TASK PROMPT: With all pictures omitted, return verbatim the lines from the beginning of the records below through the line containing "Q: Locate the wooden paddle".
*** TASK INPUT ***
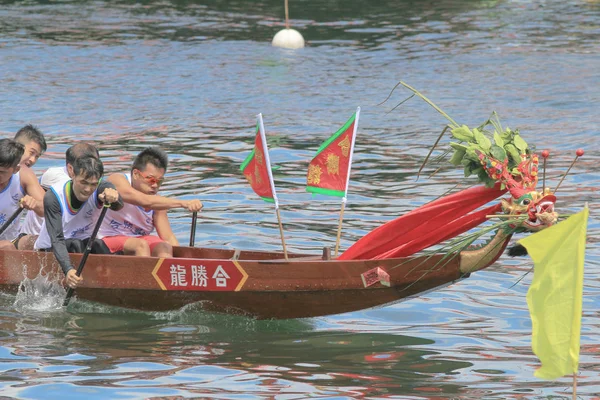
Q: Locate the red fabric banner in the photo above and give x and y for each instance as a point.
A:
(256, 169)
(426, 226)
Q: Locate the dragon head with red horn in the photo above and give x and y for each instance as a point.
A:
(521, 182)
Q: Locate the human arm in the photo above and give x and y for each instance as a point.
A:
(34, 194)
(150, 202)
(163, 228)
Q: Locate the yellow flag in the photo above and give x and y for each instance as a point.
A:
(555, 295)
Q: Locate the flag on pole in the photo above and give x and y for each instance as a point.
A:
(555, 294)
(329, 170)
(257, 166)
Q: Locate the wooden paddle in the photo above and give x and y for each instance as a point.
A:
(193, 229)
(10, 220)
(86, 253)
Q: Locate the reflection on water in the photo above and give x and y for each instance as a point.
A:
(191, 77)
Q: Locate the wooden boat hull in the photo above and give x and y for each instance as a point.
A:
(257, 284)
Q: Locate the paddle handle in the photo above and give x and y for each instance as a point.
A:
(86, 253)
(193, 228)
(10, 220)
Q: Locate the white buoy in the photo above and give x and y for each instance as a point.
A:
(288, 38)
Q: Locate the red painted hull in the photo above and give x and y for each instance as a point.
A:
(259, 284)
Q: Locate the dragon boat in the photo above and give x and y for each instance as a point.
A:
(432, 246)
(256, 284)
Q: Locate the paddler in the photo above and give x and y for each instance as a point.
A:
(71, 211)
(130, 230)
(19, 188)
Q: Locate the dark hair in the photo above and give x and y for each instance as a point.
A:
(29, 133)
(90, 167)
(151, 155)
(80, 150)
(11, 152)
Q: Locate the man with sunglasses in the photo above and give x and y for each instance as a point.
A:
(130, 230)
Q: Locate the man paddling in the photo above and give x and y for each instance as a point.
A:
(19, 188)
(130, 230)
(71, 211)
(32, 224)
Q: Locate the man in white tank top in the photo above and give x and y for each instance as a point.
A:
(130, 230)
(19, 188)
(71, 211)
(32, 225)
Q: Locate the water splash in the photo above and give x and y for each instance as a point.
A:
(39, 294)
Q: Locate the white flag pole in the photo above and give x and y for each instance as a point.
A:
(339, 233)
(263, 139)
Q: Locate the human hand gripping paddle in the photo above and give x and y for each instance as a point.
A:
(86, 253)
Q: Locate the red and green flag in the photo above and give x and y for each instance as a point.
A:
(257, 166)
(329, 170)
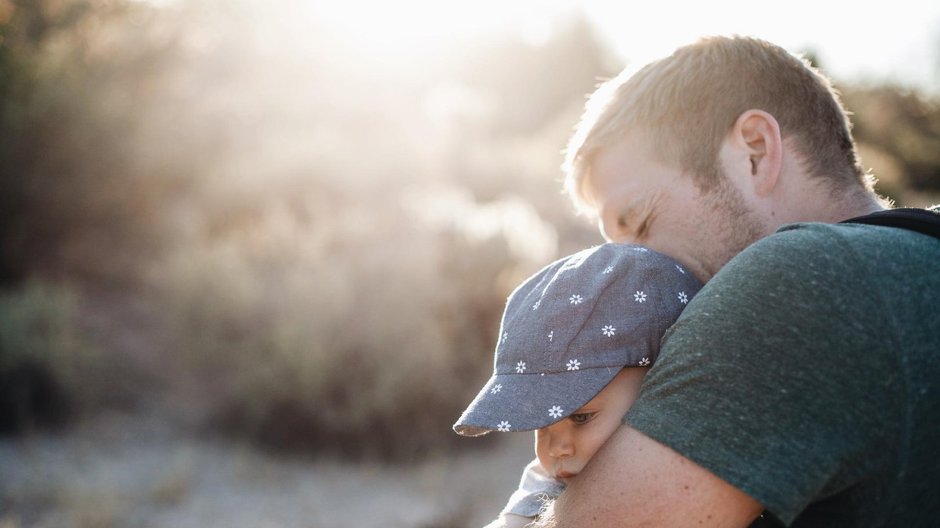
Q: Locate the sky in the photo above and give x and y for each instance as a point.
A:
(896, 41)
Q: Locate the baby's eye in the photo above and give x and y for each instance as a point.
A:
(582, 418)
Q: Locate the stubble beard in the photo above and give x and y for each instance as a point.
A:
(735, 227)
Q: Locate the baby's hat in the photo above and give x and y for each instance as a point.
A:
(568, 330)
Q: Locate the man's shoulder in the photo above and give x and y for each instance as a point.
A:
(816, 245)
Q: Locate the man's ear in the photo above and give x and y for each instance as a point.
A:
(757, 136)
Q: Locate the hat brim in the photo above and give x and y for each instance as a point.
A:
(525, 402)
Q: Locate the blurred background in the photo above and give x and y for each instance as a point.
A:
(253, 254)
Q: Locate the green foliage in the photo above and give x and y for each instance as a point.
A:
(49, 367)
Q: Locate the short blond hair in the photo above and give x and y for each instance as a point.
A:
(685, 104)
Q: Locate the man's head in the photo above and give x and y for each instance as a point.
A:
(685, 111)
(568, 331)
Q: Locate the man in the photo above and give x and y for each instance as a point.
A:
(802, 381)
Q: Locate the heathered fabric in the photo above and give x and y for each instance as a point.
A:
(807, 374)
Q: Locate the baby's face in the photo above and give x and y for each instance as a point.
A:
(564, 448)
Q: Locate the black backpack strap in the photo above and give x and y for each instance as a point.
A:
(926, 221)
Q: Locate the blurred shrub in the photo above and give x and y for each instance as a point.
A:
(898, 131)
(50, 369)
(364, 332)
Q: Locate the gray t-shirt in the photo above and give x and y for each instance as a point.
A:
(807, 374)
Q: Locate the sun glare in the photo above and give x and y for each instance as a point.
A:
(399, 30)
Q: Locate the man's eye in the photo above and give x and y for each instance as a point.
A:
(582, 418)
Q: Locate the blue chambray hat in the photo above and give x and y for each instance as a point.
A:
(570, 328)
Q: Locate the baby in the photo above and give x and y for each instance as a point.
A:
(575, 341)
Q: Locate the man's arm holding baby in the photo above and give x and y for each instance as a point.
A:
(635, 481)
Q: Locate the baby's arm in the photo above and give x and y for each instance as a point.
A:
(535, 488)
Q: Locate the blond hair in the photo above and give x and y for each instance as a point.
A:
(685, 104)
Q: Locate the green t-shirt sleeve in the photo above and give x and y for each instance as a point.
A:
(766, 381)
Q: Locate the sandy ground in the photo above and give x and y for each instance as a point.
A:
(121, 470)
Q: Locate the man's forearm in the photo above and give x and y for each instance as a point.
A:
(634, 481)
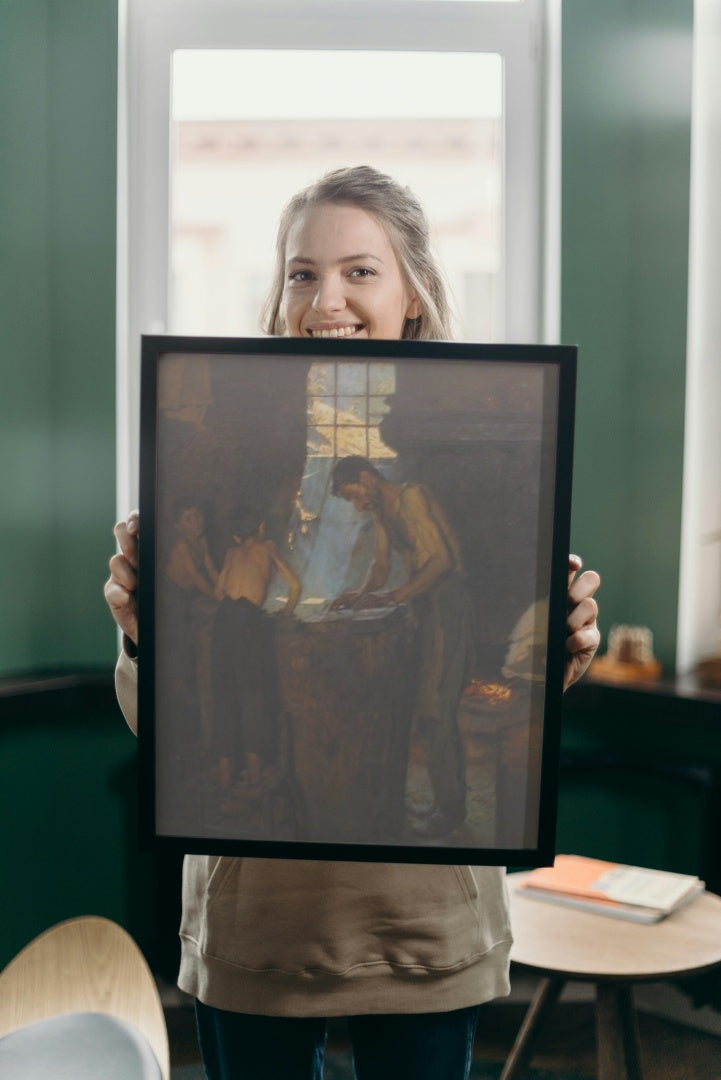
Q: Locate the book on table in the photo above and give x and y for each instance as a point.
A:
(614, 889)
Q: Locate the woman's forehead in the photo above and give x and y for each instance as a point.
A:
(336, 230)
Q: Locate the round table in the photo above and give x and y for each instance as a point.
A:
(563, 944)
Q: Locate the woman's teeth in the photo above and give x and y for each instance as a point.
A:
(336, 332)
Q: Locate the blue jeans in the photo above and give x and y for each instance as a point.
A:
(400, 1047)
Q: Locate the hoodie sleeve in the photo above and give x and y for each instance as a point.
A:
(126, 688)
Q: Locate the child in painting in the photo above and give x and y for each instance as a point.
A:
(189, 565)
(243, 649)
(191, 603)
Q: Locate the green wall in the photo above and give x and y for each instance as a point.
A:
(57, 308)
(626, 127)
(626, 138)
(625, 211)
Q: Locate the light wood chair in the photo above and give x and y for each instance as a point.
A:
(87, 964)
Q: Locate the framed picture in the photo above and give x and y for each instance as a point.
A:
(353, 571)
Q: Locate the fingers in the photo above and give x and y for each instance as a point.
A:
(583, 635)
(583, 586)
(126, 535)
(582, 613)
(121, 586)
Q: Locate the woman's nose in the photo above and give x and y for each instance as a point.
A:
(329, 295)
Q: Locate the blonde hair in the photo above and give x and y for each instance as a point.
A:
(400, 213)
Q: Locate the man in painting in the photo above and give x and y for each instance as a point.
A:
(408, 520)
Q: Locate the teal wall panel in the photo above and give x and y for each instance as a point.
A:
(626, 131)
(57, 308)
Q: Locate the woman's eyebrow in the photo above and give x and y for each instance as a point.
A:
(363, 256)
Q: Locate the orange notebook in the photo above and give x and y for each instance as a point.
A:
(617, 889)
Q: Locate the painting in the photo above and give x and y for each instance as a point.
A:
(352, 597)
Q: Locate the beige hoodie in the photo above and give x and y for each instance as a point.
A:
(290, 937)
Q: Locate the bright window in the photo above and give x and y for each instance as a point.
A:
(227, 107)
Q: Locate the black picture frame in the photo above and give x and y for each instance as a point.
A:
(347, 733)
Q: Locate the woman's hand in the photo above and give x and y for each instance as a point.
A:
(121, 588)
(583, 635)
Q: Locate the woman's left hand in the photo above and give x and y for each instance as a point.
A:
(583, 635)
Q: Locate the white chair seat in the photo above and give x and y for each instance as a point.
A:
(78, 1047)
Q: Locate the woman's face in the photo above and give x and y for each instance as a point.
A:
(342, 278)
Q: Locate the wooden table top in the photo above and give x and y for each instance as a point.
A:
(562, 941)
*** End of TASK INPUT ***
ANSWER TO THIS TASK:
Q: Locate the red fabric banner in the photo above and give x and y for each instance as a point.
A:
(256, 169)
(426, 226)
Q: Locate the dragon head with red horn in the photo above and give x and y for each instance as a point.
A:
(521, 182)
Q: Locate the human arm in the photo above and give x and y for each instance as a point.
A:
(34, 194)
(150, 202)
(163, 228)
Q: Locate the yellow flag in the photo above and give x and y for each instance as a point.
A:
(555, 295)
Q: Locate the flag on pole in the photo above and give x and y for each instance as a point.
A:
(555, 294)
(329, 170)
(257, 166)
Q: Locate the wooden paddle in the photo above and give x and y for each instance as a point.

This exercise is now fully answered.